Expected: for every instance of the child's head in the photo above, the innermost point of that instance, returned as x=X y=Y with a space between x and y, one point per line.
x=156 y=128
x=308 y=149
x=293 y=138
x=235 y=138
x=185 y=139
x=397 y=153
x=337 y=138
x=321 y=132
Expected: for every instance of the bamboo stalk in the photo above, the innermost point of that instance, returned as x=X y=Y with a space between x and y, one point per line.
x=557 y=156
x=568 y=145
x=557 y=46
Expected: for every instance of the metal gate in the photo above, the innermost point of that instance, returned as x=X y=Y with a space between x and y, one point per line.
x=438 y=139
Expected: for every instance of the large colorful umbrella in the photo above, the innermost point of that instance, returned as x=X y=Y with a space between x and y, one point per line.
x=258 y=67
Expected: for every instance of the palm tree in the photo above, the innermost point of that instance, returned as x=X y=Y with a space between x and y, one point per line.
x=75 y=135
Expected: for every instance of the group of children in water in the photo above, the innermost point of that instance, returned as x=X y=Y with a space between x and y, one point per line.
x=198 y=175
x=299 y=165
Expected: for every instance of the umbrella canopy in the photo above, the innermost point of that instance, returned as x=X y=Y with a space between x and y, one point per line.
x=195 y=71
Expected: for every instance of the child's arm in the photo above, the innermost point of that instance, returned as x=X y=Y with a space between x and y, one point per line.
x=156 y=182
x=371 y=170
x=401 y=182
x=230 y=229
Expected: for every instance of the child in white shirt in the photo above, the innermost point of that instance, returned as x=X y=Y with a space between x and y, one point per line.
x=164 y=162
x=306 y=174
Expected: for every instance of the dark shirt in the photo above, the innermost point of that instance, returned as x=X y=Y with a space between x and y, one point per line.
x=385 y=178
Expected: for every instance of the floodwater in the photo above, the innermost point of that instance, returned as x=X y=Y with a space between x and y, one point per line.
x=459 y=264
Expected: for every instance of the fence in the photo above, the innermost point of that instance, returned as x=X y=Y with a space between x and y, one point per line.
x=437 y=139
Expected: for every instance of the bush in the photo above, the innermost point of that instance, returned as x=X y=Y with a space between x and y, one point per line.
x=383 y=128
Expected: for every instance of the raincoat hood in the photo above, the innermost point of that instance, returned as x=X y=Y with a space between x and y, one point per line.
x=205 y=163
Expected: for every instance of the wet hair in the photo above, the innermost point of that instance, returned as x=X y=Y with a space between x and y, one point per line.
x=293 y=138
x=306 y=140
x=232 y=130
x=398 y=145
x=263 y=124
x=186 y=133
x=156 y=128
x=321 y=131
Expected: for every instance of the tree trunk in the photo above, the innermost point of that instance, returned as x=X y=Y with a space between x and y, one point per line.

+ + + + +

* **TASK BRIEF**
Rescale the items from the line that contains "Expected: for every instance of the bush" through the end of the items, both ends included. Write every line in that range again, including the requests, unchanged except that each coordinate in the answers is multiplied by 0.8 and rounded to a whole number, with halves rounded up.

* **RESPONSE FOR THIS EXERCISE**
Expected: for every instance of the bush in the photo above, the innermost point of that instance, returned as x=X y=Y with a space between x and y, one point per line.
x=306 y=102
Expected: for every instance of the raincoat hood in the photo above, the innermost point of that instance, returned as x=X y=Y with a space between x and y, one point per line.
x=164 y=130
Expected: for every instance of the wet hair in the photo above, the innermost point of that instance, returned as x=X y=Y with a space between x and y, one point per line.
x=234 y=110
x=245 y=112
x=186 y=104
x=318 y=116
x=210 y=99
x=149 y=106
x=125 y=102
x=257 y=105
Expected: for every instance of the tree trunk in the photo above, the innermost point of that instance, returned as x=X y=Y with a space between x and y, one point per line.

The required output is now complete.